What the task asks | Make an exact copy of all the records.

The data |
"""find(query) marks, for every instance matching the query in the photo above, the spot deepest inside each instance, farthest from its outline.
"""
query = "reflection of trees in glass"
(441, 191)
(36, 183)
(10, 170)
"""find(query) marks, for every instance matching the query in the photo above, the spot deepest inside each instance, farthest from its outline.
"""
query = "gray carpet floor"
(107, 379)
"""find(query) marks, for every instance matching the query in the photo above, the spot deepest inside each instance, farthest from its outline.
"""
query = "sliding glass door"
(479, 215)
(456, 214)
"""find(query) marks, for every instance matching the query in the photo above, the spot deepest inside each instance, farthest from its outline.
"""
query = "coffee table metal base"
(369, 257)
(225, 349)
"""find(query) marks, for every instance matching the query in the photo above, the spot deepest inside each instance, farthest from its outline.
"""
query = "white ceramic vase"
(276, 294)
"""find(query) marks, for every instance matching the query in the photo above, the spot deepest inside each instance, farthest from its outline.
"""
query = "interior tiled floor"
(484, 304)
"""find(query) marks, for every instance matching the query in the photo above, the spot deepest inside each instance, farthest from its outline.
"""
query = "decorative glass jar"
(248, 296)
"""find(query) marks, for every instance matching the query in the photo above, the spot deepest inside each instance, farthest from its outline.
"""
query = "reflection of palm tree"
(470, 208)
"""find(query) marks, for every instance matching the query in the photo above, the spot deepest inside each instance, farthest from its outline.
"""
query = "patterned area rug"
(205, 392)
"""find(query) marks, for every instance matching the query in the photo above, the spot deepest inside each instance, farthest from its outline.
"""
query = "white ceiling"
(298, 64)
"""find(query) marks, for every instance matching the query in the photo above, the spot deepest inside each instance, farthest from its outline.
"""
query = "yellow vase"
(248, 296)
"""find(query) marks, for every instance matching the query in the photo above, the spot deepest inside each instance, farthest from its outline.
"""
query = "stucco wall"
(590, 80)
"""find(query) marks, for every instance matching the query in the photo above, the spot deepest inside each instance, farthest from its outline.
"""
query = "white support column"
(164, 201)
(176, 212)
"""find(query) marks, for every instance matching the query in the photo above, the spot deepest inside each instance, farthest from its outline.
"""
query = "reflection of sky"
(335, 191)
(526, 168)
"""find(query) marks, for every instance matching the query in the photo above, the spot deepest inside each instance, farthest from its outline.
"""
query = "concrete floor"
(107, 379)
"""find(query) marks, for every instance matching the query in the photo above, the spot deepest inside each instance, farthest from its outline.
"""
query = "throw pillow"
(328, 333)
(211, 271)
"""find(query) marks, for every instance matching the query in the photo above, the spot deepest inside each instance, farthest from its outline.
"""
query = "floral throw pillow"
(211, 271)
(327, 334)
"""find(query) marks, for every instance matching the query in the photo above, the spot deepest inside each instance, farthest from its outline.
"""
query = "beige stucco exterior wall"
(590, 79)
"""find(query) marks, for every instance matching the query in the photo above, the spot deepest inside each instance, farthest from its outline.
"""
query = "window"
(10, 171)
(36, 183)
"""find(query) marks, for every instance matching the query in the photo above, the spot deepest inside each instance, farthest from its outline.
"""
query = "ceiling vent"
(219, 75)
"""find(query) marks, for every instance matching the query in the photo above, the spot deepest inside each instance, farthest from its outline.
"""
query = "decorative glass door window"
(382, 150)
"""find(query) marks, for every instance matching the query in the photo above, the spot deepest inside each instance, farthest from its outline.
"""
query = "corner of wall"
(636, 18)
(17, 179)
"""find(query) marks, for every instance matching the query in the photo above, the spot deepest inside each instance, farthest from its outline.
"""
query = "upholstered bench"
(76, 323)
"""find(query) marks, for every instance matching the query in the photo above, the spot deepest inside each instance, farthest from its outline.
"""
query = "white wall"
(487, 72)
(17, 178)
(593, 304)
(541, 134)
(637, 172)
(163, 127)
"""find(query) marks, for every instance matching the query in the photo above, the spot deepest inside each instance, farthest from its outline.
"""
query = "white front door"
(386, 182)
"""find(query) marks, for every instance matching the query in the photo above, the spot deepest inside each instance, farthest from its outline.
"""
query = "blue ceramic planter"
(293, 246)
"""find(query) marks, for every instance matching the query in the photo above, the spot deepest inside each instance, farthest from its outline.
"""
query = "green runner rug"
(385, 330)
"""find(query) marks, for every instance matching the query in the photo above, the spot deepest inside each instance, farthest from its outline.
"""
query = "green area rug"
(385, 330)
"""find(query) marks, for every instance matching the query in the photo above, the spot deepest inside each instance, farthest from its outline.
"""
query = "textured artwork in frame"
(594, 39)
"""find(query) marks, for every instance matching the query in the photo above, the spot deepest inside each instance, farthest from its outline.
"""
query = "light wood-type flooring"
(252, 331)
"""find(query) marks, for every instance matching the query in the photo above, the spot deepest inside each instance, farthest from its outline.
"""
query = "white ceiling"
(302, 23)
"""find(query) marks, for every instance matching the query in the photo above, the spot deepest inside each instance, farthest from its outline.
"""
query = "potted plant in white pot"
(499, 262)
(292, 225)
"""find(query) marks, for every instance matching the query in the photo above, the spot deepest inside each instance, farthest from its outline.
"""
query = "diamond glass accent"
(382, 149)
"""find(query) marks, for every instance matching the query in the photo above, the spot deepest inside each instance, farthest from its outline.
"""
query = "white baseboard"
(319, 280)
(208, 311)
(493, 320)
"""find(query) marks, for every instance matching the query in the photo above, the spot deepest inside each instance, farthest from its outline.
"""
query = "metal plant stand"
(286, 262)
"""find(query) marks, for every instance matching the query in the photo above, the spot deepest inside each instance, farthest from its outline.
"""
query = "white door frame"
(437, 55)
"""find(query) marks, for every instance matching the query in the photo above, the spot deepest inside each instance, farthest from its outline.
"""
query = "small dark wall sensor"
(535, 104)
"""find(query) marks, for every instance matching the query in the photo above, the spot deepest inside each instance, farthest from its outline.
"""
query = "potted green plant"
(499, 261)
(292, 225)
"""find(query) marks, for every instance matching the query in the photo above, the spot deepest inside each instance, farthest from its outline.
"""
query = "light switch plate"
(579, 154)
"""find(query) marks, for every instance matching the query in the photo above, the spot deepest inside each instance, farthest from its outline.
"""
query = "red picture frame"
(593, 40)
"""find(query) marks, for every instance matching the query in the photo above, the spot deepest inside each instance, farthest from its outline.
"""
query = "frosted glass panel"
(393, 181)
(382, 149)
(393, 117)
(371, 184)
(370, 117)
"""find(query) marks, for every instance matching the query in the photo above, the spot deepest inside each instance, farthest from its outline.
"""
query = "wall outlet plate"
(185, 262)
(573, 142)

Expected output |
"""find(query) marks, for every instance matching the query in the photo above, the spot deepest inside each instance, farthest from its outline.
"""
query = "reflection of trees in glass"
(441, 191)
(36, 183)
(10, 170)
"""find(query) marks, for every instance matching the query in the photo above, the spot deepest inside each instance, farthest from its outline.
"""
query = "gray carpet floor"
(107, 379)
"""find(query) marks, for every instance matching the query in the photo above, the spot deepest inside each instance, farthest from its outline.
"""
query = "sliding glass door"
(479, 215)
(456, 214)
"""find(query) marks, for every instance matching the query in the photo above, the spot deepest inside each instance, farthest from its outline.
"""
query = "coffee table metal base"
(369, 257)
(225, 349)
"""find(query) marks, for every instance matching the query in the photo above, the spot deepest inside each instance, farthest from its outline.
"""
query = "white ceramic vase"
(276, 294)
"""find(query) marks, for every instance matching the query in the photo above, the spot deepest inside each instance, farthest from its outline.
"""
query = "interior tiled floor"
(484, 304)
"""find(query) marks, for every instance matching the query in the photo above, the spot deepest inside each instance, farthest from its outline.
"""
query = "decorative glass jar"
(248, 296)
"""find(query) marks, for every instance matching the query in the photo above, the spot deepest inside each instance, farthest from its outline.
"""
query = "reflection of palm tree"
(470, 208)
"""find(query) marks, for every instance matching the query in the photo above, the spot deepest inside each instance, farthest from its outline.
"""
query = "patterned area rug"
(205, 392)
"""find(query) marks, for every instance matching the query in the photo above, the spot deepest inside each instance, farthest from its outline.
"""
query = "white ceiling"
(298, 64)
"""find(query) marks, for every instance matching the query in the photo above, the spot deepest inside each instance, farthest from its outline.
"""
query = "yellow vase"
(248, 296)
"""find(query) marks, for every instance matching the query in the photo above, the spot deepest inside each instance, farthest from its outline.
"""
query = "stucco wall"
(590, 80)
"""find(query) marks, for every instance matching the query in the photo above, the spot deepest inside each instance, farthest from its outline.
"""
query = "white support column"
(164, 201)
(176, 212)
"""find(query) marks, for every instance matching the query in the photo above, the spot deepest inside each instance, farthest from its outline.
"""
query = "reflection of sky"
(335, 191)
(526, 168)
"""find(query) marks, for every instance matching the query in the photo above, the spot deepest inside each instance, farthest from its outline.
"""
query = "concrete floor"
(107, 379)
"""find(query) marks, for every instance matching the query in the photo above, the spot deepest inside each instance, farthest from its outline.
"""
query = "throw pillow"
(328, 333)
(211, 271)
"""find(query) marks, for every instance matching the query in the photo above, the spot deepest inside each instance, farthest from its outline.
"""
query = "floral throw pillow"
(211, 271)
(327, 334)
"""find(query) marks, for every instance matching the query in the photo above, the spot deepest inside each instance, farthest from its outline.
"""
query = "beige stucco exterior wall"
(590, 79)
"""find(query) marks, for every instance matching the query in the photo above, the spot deepest inside each instance, farthest from its outline.
"""
query = "window"
(10, 171)
(36, 183)
"""find(query) marks, for every instance matching the query in the photo above, the spot deepest inside each instance, farthest from its outline.
"""
query = "ceiling vent"
(219, 75)
"""find(query) marks, for every instance matching the query in the photo above, the spot deepest inside each instance, farthest from its outline.
"""
query = "decorative glass door window"
(382, 150)
"""find(query) marks, for every instance matching the query in the photo above, the spot deepest inside each instance, farthest from its outline.
"""
query = "corner of wall"
(636, 18)
(17, 179)
"""find(query) marks, for every instance matching the query in the photo above, the spot deepest inside each instance, farthest from its outline.
"""
query = "upholstered bench"
(76, 323)
"""find(query) marks, for every instance matching the query in the photo above, the spot deepest inside each instance, farthest from its outline.
"""
query = "white wall"
(487, 72)
(17, 178)
(593, 304)
(541, 134)
(637, 172)
(163, 127)
"""find(query) marks, for every instance matching the query in the photo above, the spot deepest inside each instance, farthest from its outline.
"""
query = "white front door"
(386, 182)
"""find(query) marks, for every instance matching the query in the photo above, the spot deepest inside each instance, farthest from its outline.
"""
query = "blue ceramic planter"
(293, 246)
"""find(query) marks, for every instance matching the query in the photo above, the spot deepest inside each instance, farthest from its outline.
"""
query = "green runner rug"
(385, 330)
"""find(query) marks, for every instance matching the query in the photo above, the spot deepest inside each instance, farthest from its outline.
"""
query = "green area rug"
(385, 330)
"""find(query) marks, for every instance matching the query in the photo above, the spot deepest inside each instance, farthest from its outline.
"""
query = "textured artwork in frame"
(594, 39)
"""find(query) marks, for every instance matching the query in the photo above, the spot deepest inside each instance, farthest from its outline.
"""
query = "light wood-type flooring"
(252, 331)
"""find(query) marks, for every instance matching the query in the photo above, the spot deepest inside each instance, farthest from its outline.
"""
query = "white ceiling"
(302, 23)
"""find(query) marks, for every instance matching the query in the photo above, the spot deepest inside each instance, farthest from its outline.
"""
query = "potted plant in white pot"
(499, 262)
(292, 225)
"""find(query) marks, for every instance matching the query in the photo above, the spot deepest inside each instance, farthest from its outline.
"""
query = "diamond glass accent"
(382, 149)
"""find(query) marks, for every instance matching the query in the photo above, the spot deepest inside each instance, farthest from its outline.
"""
query = "white baseboard"
(319, 280)
(208, 311)
(493, 320)
"""find(query) marks, for every instance matching the query in the photo above, the spot deepest inside each instance, farthest from its outline.
"""
query = "metal plant stand"
(286, 262)
"""find(query) marks, for every instance matching the query in the photo above, the spot deepest inside each instance, farthest from its outline.
"""
query = "white door frame"
(437, 55)
"""find(query) marks, for every instance matching the query in the photo above, the spot deepest inside each instance, farthest from its outline.
"""
query = "small dark wall sensor"
(535, 104)
"""find(query) marks, for every instance matching the query in the photo above, the spot deepest inside each instance, farthest from its outline.
"""
query = "potted green plant"
(499, 261)
(292, 225)
"""find(query) marks, for every instance matching the query in the photo above, the spot deepest inside each instance, farthest from its outline.
"""
query = "light switch plate"
(579, 154)
"""find(query) marks, for every instance matching the query in the photo above, the spot deepest inside each instance, farthest from its outline.
"""
query = "red picture frame"
(593, 40)
"""find(query) marks, for every instance matching the query in the photo above, the spot deepest inside each instance, farthest from its outline.
"""
query = "frosted glass panel"
(393, 181)
(382, 149)
(393, 117)
(371, 184)
(370, 117)
"""find(query) marks, for every instance matching the query in the photo above, the spot deepest inside each instance, farthest from its outline.
"""
query = "wall outlet plate"
(185, 262)
(573, 142)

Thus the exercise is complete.